REQUIREMENT:
Answer these questions from the figure captions on the electrospun fibrous membrane below:
1. Which method was used to quantify the water-insoluble EPS content of the biofilms?
2. At what magnification were the images of biofilms on PS/PVP and PS/PVP+TBAB taken?
3. On which two cell types were CCK-8 assays performed?

Segment Start: EXCERPTED TEXT

Keywords: Coulomb repulsion; PS/PVP electrospun fibrous membrane; Streptococcus mutans; anti-adhesion; biofilm(s).

Graphical abstract

Figure 1.

Electrospun fibrous membrane inhibits biofilm formation and adhesion of S.mutans UA159. (A) Growth curves of S.mutans grown in BHI medium containing electrospun fibrous membranes, glass coverslips and hydroxyapatite disc for 12 h. (B) Quantitative results were collected to evaluate biofilm formation on different surfaces by crystal violet staining. Data were obtained in triplicate and are presented as mean ± SD (*P ˂ 0.05). (C) Water-insoluble EPS content of biofilms quantified using anthrone–sulfuric method. Data were obtained in triplicate and are presented as mean ± SD (*P ˂ 0.05). (D) Double-labeled imaging of biofilms showing EPS (red, Alexa Fluor 647) and bacteria (green, SYTO 9). Images were taken using a ×60 oil immersion objective lens. Representative images from at least five randomly selected positions of each sample are shown.

Figure 2.

CFU counts of S.mutans biofilms on HA and PS/PVP electrospun fibrous membrane grown in different culture medium. CFU counts of S.mutans biofilms cultured at (A) different concentration of sucrose of medium and (B) different pH of medium. Data were obtained in triplicate and are presented as mean ± SD (*P ˂ 0.05).

Figure 3.

The influence of surface potential of electrospun fibrous membrane on the adhesion of S.mutans. (A) Biofilms incubated on PS/PVP and PS/PVP+TBAB, and images taken at ×5000 magnification. The red arrows indicated the bacterial cells. (B) CFU counts of S.mutans biofilms. Data were obtained in triplicate and are presented as mean ± SD (*P ˂ .05). (C) Zeta potential of different electrospinning solution. (D) Absolute zeta potential values.

Figure 4.

The impact of PS/PVP electrospun fibrous membrane on oral microbiota composition. (A) Relative abundance of oral bacteria at phylum level. (B) Distance matrix and principal coordinates analysis (PCoA). (C) Hierarchical clustering analysis. (D) The heatmap consisted of relative abundance of the 20 most predominant oral bacteria at genus level. ESF, electrospinning fiber; HA, hydroxyapatite disc; Sali, saliva.

Figure 5.

The effect of PS/PVP electrospun fibrous membrane on HGEs and HOKs. Results of CCK-8 assays performed on (A) HGEs and (B) HOKs. Data were obtained in triplicate and are presented as mean ± SD.

Segment End: EXCERPTED TEXT
Segment Start: LISTED RECORDS

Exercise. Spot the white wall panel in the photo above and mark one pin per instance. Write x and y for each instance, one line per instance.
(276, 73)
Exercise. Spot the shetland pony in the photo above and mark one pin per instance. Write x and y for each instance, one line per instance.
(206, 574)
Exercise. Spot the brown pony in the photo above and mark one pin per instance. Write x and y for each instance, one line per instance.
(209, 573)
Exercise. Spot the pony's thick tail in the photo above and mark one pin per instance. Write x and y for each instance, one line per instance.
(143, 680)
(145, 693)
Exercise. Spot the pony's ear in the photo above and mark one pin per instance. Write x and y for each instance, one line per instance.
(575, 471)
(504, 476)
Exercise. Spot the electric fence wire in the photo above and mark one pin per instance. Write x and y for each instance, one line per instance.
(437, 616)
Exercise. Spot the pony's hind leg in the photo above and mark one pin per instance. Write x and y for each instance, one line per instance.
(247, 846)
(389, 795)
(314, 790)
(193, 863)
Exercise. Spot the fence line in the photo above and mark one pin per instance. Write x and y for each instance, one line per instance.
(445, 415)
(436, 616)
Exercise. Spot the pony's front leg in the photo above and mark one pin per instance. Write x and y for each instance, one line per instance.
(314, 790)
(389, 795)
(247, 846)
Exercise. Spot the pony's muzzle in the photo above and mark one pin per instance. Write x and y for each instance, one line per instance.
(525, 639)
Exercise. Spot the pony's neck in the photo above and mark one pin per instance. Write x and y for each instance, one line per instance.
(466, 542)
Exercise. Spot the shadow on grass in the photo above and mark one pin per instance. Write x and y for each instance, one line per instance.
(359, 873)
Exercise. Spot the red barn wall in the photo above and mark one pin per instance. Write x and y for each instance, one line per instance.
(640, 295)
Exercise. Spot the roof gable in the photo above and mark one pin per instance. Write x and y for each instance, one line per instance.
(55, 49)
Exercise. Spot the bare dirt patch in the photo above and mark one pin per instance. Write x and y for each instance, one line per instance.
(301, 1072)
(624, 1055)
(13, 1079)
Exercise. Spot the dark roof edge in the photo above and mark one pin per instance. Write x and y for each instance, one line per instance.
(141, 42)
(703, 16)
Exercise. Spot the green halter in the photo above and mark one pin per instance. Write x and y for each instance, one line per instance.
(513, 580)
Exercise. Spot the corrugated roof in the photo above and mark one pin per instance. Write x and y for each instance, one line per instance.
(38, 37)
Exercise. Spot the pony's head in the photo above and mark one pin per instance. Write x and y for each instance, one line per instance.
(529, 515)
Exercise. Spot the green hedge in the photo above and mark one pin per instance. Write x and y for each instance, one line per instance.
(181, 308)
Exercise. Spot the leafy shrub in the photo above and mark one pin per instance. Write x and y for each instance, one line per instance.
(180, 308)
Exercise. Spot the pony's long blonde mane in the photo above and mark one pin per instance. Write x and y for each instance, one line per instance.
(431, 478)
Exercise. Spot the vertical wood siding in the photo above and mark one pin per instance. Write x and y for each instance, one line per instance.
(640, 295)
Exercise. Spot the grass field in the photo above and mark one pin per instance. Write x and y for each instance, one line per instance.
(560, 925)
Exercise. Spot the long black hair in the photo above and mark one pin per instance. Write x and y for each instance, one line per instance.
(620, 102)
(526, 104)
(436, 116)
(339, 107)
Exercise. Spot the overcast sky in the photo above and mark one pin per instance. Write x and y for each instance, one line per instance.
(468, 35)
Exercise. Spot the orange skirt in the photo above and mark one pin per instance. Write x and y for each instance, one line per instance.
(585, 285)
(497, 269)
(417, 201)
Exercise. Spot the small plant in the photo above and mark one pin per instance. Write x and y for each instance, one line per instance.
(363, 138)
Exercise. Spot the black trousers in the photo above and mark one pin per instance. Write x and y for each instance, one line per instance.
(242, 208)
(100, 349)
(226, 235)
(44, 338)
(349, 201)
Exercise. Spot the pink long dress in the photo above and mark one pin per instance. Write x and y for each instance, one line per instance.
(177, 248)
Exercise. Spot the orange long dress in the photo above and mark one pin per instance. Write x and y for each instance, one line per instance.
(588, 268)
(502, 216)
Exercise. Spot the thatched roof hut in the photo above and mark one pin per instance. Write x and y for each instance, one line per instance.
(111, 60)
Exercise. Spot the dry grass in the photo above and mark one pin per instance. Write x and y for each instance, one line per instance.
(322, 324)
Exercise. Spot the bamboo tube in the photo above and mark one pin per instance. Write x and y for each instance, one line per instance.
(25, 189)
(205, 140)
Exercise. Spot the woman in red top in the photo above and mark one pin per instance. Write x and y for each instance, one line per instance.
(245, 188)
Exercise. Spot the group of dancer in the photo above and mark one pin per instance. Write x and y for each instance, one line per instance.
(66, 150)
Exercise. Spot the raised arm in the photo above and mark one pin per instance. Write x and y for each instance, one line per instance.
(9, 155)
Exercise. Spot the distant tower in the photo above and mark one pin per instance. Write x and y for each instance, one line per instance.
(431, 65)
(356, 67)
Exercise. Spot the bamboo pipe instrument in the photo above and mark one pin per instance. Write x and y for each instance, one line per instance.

Segment End: LISTED RECORDS

THE ANSWER:
1. The anthrone–sulfuric method.
2. ×5000.
3. HGEs and HOKs.